+++ Supplied material

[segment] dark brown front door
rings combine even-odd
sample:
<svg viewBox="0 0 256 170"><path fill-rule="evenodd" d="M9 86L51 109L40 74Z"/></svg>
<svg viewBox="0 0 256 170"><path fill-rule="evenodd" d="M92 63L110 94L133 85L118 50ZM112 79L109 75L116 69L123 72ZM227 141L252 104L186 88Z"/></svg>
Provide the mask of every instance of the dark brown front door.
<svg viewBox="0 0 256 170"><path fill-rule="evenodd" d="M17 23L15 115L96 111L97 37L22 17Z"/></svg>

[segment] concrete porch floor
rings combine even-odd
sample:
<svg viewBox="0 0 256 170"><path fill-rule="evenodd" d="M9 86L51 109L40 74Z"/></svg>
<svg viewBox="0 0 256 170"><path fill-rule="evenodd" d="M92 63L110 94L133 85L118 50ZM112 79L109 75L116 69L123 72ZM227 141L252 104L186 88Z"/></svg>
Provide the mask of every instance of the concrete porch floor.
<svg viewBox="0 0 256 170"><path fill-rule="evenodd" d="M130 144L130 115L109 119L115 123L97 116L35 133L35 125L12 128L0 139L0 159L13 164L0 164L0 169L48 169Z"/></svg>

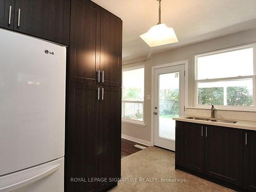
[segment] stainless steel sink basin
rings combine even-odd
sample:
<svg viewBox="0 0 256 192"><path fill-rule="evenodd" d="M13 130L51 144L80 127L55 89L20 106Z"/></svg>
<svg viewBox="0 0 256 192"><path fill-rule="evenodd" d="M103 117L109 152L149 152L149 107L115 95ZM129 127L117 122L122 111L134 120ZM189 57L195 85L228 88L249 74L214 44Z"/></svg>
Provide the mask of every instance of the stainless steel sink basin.
<svg viewBox="0 0 256 192"><path fill-rule="evenodd" d="M237 121L227 119L207 119L207 118L203 117L185 117L186 119L201 120L203 121L218 122L220 123L237 123Z"/></svg>
<svg viewBox="0 0 256 192"><path fill-rule="evenodd" d="M220 123L237 123L237 121L232 121L229 120L221 120L221 119L210 119L209 121L219 122Z"/></svg>
<svg viewBox="0 0 256 192"><path fill-rule="evenodd" d="M210 120L209 119L207 119L206 118L195 117L186 117L186 119L202 120L203 121L208 121Z"/></svg>

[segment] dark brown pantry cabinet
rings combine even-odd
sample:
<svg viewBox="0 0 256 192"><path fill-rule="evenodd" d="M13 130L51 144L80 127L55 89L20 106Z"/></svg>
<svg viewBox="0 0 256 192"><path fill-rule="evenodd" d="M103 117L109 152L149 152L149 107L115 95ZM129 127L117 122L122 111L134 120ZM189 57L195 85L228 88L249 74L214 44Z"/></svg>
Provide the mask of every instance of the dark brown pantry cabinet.
<svg viewBox="0 0 256 192"><path fill-rule="evenodd" d="M70 0L0 0L0 27L68 45Z"/></svg>
<svg viewBox="0 0 256 192"><path fill-rule="evenodd" d="M204 171L204 137L203 125L176 122L176 163L195 172Z"/></svg>
<svg viewBox="0 0 256 192"><path fill-rule="evenodd" d="M256 131L245 131L244 138L244 188L256 191Z"/></svg>
<svg viewBox="0 0 256 192"><path fill-rule="evenodd" d="M121 19L91 1L72 1L70 35L70 80L121 87Z"/></svg>
<svg viewBox="0 0 256 192"><path fill-rule="evenodd" d="M105 191L121 177L122 20L91 1L71 5L65 191Z"/></svg>
<svg viewBox="0 0 256 192"><path fill-rule="evenodd" d="M205 125L205 173L242 187L243 130Z"/></svg>

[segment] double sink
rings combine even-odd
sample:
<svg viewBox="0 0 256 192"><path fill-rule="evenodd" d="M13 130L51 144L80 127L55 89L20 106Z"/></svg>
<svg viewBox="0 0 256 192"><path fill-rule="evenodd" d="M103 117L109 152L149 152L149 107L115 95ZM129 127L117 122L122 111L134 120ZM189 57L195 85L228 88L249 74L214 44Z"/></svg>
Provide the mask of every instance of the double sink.
<svg viewBox="0 0 256 192"><path fill-rule="evenodd" d="M203 117L185 117L186 119L195 119L195 120L201 120L202 121L212 121L212 122L218 122L220 123L237 123L237 121L227 120L227 119L209 119L207 118Z"/></svg>

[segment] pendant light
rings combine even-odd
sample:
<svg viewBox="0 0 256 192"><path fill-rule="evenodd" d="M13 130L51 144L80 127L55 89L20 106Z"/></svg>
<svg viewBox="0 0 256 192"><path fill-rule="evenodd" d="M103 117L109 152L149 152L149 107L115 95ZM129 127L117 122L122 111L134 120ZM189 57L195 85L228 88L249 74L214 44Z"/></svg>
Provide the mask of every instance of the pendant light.
<svg viewBox="0 0 256 192"><path fill-rule="evenodd" d="M159 2L159 22L146 33L140 35L151 47L179 42L174 29L161 23L161 0Z"/></svg>

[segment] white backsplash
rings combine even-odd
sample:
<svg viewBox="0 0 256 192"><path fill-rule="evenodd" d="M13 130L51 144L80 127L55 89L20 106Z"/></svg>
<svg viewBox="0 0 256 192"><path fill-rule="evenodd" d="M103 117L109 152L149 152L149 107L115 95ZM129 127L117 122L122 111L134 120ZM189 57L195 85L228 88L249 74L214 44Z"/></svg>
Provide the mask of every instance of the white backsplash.
<svg viewBox="0 0 256 192"><path fill-rule="evenodd" d="M256 121L256 112L217 110L215 113L216 118ZM187 108L186 115L210 117L210 110Z"/></svg>

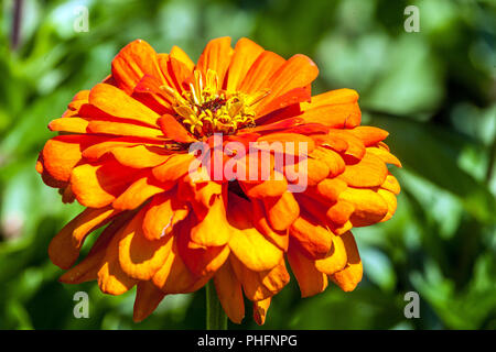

++++++

Arrange the lines of the records above, from the line holding "[segment] pendant light" through the line holding "2L159 22L146 33L140", inclusive, as a Markdown table with the columns No. and Text. Number each row, and leave out blank lines.

* Complete output *
| No. | Text |
|---|---|
| 1 | [segment] pendant light |
| 2 | rings combine even-odd |
| 3 | sample: |
| 4 | <svg viewBox="0 0 256 192"><path fill-rule="evenodd" d="M13 130L51 144L80 127L55 89L20 106Z"/></svg> |
| 5 | <svg viewBox="0 0 256 192"><path fill-rule="evenodd" d="M103 117L109 152L149 152L149 107L115 95ZM129 127L117 122L122 111L134 120ZM189 57L195 85L228 88L249 74L214 44Z"/></svg> |
| 6 | Provide the mask of every instance of the pendant light. |
| 7 | <svg viewBox="0 0 256 192"><path fill-rule="evenodd" d="M159 2L159 22L146 33L140 35L151 47L179 42L174 29L161 23L161 0Z"/></svg> |